Selection:
================

How long did it take for you to start feeling like you were making headway in your production skills? How long after you started did you make a decent beat you were proud of?
Was that song made specifically for M.anifest or did you just make a beat that he happened to hear?
Yeah it was made specifically for him. A friend of mine called Selasie had played one of my beats for him and he wanted to hear another so that beat was made with him in mind.
From your production catalog, you seem to be very heavily influenced by the Highlife-Afrobeat sound. How did that happen?
I’m not as heavily influenced by those genres as it seems. People get that idea probably because that’s mostly the kind of music I’ve put out at the moment but people close to me know I have a lot of other really diverse material. It’s just a matter of time. I don’t have a particular sound yet. Songs like M.anifest’s Someway Bi, Jayso’s Freestyle 06 and Dex Kwasi’s Bass, all of which I produced are all really different. My highlife/Afrobeat influences could be from my dad. He likes that kind of music and I grew up being around that. I listened to a lot of Juls on the come up as well and that might also be part of that influence. TBH I listen to everything I get my hands on and I learn a thing or two from everything I hear.
What influences your sound today?
These days chale karaoke anything goes – Guru 😆! Like I said earlier I’m trying to expand and touch sound from different angles. My influences are based on what I listened to previously (yesterday or from 10 years ago). Once something starts to play in my head that tells me this is the vibe for today then that’s where we’re going. I’m also influenced by what I hear from my colleague producers these days.
Do you keep everything you make or do you delete projects you don’t really like?
I keep everything! You don’t need to delete things you don’t like because
1. You never know! One man’s poison is another man’s meat. You might not like it but it might be someone else’s jam!
2. Every beat doesn’t have to be good man. Some have to be bad so we can develop our skills from that for the next beat.
What was that pivotal moment in your journey that made you feel like “yo I might really have a shot at this. I could be on to something here”
When Someway Bi got huge…from that same computer that kept getting moved around LOL! There were times I wanted to quit but that song made me realize I might really have a shot at this. It gave me the energy I needed and I’m still here today.
What DAWs have you tried out and what made you decide to stick with your current DAW?
I’ve only tried Fruity Loops and that’s what I still currently use. I started out with FL 10 and these days I use the versions 11 and 12 concurrently. I stuck with FL Studio because I find it’s interface a lot more user friendly than other DAWs.
Do you have a typical creative workflow when you work? Drums, Melody or Bass-line, which one is most important to you in a song?
I mostly start with the melody or sample, then I move to drums and percussion, and finish off with the bassline. The drums are the most important to me because that’s what drives the entire song. You might have a fire melody but if the drums aren’t well selected, it’s really easy to turn the listener off.
What is the fastest time you’ve made a song that has gone on to become huge and what song was it?
Uhmm I think that will be Dex Kwasi’s Bass, which is one of his biggest songs in my opinion. Dex sent me the reference track halfway recorded along with the lead instrument and Vocal and that was it. I made the beat in about 2 and a half hours. Basically Dex inspired the beat and I co-produced and orchestrated one of his best records.

================

Supplied data:
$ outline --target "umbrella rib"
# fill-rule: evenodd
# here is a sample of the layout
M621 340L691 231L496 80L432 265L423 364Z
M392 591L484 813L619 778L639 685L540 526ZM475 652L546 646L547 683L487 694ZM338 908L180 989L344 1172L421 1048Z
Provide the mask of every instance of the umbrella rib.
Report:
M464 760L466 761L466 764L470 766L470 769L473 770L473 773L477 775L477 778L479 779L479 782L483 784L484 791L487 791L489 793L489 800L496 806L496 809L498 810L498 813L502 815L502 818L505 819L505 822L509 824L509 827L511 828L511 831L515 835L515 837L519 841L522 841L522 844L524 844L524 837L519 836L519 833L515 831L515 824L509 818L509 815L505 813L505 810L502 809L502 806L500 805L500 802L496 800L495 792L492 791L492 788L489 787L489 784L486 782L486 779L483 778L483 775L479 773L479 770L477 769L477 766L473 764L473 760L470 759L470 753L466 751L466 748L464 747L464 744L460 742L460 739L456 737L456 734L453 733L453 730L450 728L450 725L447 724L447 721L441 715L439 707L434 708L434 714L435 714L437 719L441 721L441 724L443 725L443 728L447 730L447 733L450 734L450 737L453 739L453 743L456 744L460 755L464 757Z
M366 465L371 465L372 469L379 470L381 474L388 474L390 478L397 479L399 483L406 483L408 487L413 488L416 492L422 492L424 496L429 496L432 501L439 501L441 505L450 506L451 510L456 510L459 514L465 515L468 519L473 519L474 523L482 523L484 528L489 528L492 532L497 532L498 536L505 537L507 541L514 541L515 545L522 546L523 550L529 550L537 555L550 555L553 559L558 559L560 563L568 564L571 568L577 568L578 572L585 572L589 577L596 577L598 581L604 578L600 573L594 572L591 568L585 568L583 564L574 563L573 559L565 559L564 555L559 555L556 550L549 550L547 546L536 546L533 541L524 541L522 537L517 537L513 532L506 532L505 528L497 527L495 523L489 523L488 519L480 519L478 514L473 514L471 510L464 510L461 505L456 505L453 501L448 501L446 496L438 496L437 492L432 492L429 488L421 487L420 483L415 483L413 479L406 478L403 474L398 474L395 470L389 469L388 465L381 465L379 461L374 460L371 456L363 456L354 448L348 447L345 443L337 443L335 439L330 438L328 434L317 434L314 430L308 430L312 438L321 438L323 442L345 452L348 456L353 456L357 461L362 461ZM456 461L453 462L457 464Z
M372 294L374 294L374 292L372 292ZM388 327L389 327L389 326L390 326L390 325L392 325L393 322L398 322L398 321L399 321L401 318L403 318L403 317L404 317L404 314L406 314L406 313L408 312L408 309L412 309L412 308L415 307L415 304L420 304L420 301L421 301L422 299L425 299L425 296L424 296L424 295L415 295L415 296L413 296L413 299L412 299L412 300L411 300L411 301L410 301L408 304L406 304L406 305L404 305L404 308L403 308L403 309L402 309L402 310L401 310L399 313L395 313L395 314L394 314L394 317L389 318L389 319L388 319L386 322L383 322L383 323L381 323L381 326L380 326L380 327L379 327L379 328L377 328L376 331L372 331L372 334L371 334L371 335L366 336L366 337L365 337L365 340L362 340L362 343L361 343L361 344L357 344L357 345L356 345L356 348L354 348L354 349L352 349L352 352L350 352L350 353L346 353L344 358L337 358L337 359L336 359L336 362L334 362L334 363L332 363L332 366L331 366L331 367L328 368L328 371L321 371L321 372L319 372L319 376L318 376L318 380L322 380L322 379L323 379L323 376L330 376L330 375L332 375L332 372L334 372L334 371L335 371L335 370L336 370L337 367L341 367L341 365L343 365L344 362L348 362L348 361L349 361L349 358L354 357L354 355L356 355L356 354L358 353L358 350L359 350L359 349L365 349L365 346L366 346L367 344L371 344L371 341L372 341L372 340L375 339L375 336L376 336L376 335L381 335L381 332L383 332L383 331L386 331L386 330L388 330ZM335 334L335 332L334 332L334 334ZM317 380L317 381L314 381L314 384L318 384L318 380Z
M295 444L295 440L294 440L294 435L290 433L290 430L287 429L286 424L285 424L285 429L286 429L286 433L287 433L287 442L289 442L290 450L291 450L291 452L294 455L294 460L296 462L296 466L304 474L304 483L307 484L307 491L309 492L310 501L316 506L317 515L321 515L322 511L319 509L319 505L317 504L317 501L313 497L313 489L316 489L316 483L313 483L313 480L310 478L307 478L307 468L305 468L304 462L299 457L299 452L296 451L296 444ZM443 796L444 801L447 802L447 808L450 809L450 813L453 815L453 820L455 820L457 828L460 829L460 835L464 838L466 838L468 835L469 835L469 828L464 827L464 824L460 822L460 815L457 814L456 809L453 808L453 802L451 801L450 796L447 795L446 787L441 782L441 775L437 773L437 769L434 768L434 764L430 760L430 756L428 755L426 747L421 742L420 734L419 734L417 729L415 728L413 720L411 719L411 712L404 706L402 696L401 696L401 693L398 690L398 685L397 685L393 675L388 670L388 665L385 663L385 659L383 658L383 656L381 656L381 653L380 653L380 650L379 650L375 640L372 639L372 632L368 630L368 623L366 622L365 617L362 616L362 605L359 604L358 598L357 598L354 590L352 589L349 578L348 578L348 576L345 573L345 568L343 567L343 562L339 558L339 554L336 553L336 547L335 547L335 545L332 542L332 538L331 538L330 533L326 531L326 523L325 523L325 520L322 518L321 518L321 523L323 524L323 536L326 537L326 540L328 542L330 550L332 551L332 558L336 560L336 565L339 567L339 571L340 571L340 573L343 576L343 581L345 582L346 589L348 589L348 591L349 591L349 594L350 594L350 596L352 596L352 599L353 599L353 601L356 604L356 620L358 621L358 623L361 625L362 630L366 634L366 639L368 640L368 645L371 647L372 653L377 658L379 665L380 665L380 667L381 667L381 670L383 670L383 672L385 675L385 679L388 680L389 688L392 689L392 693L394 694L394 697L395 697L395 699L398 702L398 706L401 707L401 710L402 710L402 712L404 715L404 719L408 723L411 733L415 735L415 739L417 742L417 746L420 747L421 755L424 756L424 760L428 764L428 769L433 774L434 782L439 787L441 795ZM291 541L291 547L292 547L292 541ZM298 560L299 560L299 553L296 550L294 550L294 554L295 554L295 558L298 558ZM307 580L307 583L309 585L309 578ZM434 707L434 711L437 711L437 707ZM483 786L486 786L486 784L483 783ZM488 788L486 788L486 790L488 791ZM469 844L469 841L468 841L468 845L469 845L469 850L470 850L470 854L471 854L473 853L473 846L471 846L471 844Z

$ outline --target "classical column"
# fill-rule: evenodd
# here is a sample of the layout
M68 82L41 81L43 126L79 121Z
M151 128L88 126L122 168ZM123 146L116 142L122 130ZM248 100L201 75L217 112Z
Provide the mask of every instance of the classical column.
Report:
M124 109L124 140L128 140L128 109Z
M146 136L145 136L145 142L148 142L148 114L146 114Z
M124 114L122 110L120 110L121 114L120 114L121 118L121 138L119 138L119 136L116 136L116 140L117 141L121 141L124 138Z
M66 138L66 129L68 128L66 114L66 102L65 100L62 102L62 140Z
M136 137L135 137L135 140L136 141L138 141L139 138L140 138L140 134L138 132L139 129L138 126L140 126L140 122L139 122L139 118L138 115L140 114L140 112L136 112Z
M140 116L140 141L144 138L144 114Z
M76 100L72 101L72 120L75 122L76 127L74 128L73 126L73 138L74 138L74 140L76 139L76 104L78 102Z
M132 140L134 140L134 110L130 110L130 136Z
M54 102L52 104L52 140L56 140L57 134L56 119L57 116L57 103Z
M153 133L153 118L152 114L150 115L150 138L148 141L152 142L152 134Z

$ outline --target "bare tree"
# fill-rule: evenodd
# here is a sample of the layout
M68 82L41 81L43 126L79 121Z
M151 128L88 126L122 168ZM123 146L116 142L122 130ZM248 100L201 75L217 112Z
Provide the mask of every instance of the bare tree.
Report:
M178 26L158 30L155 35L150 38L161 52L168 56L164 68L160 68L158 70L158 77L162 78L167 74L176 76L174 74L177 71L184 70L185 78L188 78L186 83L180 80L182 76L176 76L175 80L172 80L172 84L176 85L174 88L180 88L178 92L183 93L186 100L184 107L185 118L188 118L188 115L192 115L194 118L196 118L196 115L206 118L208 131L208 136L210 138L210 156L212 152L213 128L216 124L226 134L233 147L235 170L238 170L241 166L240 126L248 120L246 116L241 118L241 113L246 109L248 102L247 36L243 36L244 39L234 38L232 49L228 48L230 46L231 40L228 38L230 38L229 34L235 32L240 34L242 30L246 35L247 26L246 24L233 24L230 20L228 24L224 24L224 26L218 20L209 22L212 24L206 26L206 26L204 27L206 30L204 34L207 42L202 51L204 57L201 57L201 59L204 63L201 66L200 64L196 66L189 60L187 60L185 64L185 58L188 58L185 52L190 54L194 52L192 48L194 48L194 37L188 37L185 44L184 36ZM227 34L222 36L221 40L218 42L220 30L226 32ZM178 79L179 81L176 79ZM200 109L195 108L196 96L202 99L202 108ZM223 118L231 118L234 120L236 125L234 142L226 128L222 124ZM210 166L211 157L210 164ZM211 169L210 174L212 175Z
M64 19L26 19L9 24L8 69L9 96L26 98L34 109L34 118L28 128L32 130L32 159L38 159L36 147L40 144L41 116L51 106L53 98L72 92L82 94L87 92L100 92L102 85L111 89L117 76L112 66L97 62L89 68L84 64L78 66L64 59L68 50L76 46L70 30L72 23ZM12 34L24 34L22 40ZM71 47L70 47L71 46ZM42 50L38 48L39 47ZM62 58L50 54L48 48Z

================

Exercise goal:
Answer these questions from the interview:
(a) What software does the producer currently use to make beats?
(b) Which part of a song does the producer consider most important?
(c) About how long did it take to make the beat for Dex Kwasi's Bass?
Rely only on the interview, not on the rows.

Written answer:
(a) Fruity Loops (FL Studio), versions 11 and 12.
(b) The drums.
(c) About two and a half hours.